- _WHAT IS REQUIRED_:
If a record holds a picture, skip the picture but print everything else exactly.

- _RECORDS FOR THE EXERCISE_:
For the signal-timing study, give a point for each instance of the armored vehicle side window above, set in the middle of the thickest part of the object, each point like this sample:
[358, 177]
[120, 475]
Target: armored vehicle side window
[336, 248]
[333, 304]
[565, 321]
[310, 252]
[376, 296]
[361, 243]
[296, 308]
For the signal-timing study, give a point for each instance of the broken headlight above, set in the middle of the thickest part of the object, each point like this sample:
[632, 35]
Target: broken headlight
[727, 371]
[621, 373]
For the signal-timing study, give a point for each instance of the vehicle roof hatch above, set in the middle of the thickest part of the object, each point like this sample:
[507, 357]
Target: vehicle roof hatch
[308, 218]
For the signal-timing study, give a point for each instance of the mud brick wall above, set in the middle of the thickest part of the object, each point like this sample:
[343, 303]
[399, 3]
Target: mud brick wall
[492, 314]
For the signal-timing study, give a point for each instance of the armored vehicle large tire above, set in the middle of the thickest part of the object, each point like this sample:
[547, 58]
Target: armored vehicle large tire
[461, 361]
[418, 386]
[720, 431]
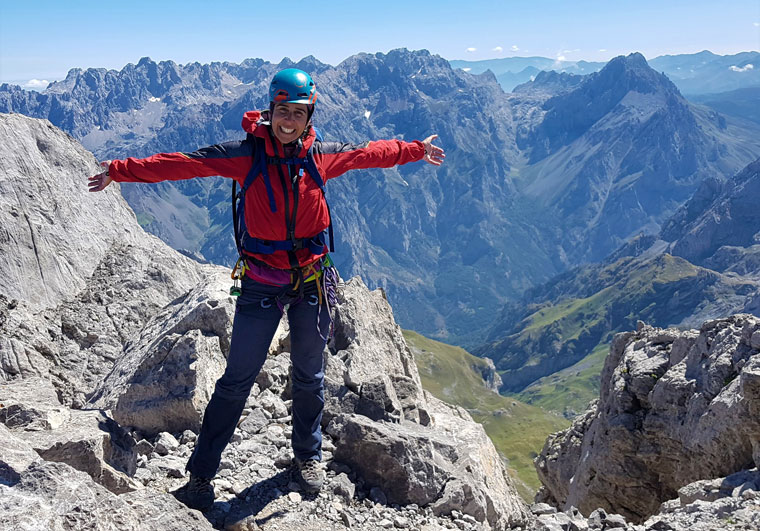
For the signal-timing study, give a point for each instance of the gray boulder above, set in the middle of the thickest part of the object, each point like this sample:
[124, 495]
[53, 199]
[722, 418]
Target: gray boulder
[16, 456]
[675, 407]
[55, 496]
[401, 440]
[167, 374]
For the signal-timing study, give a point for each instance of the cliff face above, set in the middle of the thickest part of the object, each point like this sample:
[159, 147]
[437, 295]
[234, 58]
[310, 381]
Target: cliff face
[675, 407]
[105, 382]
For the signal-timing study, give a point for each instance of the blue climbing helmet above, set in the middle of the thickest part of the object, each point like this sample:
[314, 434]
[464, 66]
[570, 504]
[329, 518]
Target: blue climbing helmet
[292, 86]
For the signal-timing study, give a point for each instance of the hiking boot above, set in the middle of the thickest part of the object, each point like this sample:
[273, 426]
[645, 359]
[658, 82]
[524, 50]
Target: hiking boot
[310, 475]
[197, 493]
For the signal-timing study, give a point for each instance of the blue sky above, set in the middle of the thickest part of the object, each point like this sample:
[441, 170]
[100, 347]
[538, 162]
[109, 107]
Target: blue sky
[43, 39]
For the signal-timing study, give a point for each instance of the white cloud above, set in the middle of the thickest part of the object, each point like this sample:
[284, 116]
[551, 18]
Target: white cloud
[36, 84]
[745, 68]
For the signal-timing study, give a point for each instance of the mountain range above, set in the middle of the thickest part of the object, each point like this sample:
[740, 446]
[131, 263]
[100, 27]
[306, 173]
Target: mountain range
[703, 264]
[697, 73]
[558, 173]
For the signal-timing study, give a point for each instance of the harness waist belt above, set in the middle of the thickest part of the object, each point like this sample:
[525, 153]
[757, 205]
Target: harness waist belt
[315, 244]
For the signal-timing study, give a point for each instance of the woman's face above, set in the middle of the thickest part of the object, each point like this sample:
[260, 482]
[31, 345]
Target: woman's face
[289, 121]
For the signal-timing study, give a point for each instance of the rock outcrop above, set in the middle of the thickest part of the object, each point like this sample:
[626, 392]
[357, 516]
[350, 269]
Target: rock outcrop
[104, 386]
[675, 407]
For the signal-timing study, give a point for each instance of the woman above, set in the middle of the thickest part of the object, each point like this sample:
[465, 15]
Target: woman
[281, 168]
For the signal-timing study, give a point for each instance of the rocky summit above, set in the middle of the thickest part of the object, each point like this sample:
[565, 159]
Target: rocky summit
[551, 176]
[105, 378]
[672, 442]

- _EXERCISE RESULT_:
For the signal-timing study, give a point for each instance of the armored vehicle side window above, set in the middle of the thickest part of the object, each point like this sample:
[358, 177]
[120, 475]
Target: armored vehicle side window
[336, 248]
[333, 304]
[565, 321]
[310, 252]
[376, 296]
[361, 243]
[296, 308]
For the signal-timing study, give a point for each instance of the broken headlight above, set in the middle of the thickest part of the object, each point like this sample:
[632, 35]
Target: broken headlight
[727, 371]
[621, 373]
For the signal-timing study, give a point for each instance of the vehicle roof hatch above, set in the middle of the thickest part of the object, each point like this sample:
[507, 357]
Target: vehicle roof hatch
[308, 218]
For the signal-timing study, give a point for each instance of the mud brick wall above, set in the middle of the thickest part of the object, each point like this sample:
[343, 303]
[399, 3]
Target: mud brick wall
[492, 314]
For the signal-timing study, give a point for each instance of the armored vehicle large tire above, set in the middle of the thickest part of the object, each point like this sample:
[547, 58]
Target: armored vehicle large tire
[461, 361]
[418, 386]
[720, 431]
For the signal-timing study, give a point for each instance of the gray boulder above, set in the middle of the thickest part of the object, each point like this sample:
[124, 495]
[53, 199]
[722, 418]
Target: gray boulder
[16, 456]
[675, 407]
[55, 496]
[401, 440]
[167, 374]
For the signal-timing study, give a point for each instance of the cliff face above, set in the middle of the thickest part of the object, each point like this sample:
[159, 147]
[437, 295]
[234, 58]
[310, 381]
Target: cliff face
[675, 407]
[105, 382]
For the signal-timing study, give a point for each instance of the blue climbing helmet above, set in the middle of the thickest part of the object, each point like this sample:
[314, 434]
[464, 66]
[570, 504]
[329, 518]
Target: blue climbing helmet
[292, 86]
For the signal-timing study, give a point for each instance of the hiking boot above, set in the middle of the thickest part of the object, each point like this sample:
[273, 426]
[645, 359]
[658, 82]
[524, 50]
Target: hiking boot
[310, 475]
[197, 493]
For the signal-timing study, give a point for each instance of the blue sky above, set in the middle of the thickest part of the object, each point like this sample:
[441, 170]
[100, 347]
[538, 162]
[109, 107]
Target: blue sky
[43, 39]
For the signal-timing study, give a point for each instance of the white cloud above, set in the middle of the thickest part of the object, each point like this sample:
[284, 116]
[551, 18]
Target: white cloud
[36, 84]
[745, 68]
For the signal-timing study, give a point for each instance of the mountain range above, set in the middle of the thickest part of the object, each point like this sample:
[740, 446]
[131, 263]
[100, 27]
[306, 173]
Target: mountain range
[703, 264]
[697, 73]
[558, 173]
For the signal-timing study, give a point for each instance of the harness waist belt above, set in the middle of the thickest part of the object, each point like this sample:
[525, 153]
[757, 205]
Target: harness waist belt
[315, 244]
For the signal-timing study, give a point for each instance of the woman's face above, set in the middle of the thickest part of the object, each point like this sample:
[260, 482]
[31, 345]
Target: woman's face
[289, 121]
For the signal-timing study, give a point for each instance of the rock outcrop above, set in the middle of the thickest part of the object, each point like this sample:
[626, 392]
[357, 516]
[350, 269]
Target: rock outcrop
[104, 386]
[675, 407]
For the signal-timing study, give a point for each instance of the woman above, set in the middle of the thickest part of the object, each point like this sample:
[465, 15]
Target: woman
[281, 168]
For the signal-timing study, give a point for each instance of the rocky summit above, set in the middle of the thickest part of the object, each point like this sample:
[565, 159]
Target: rocky summit
[551, 176]
[105, 378]
[672, 442]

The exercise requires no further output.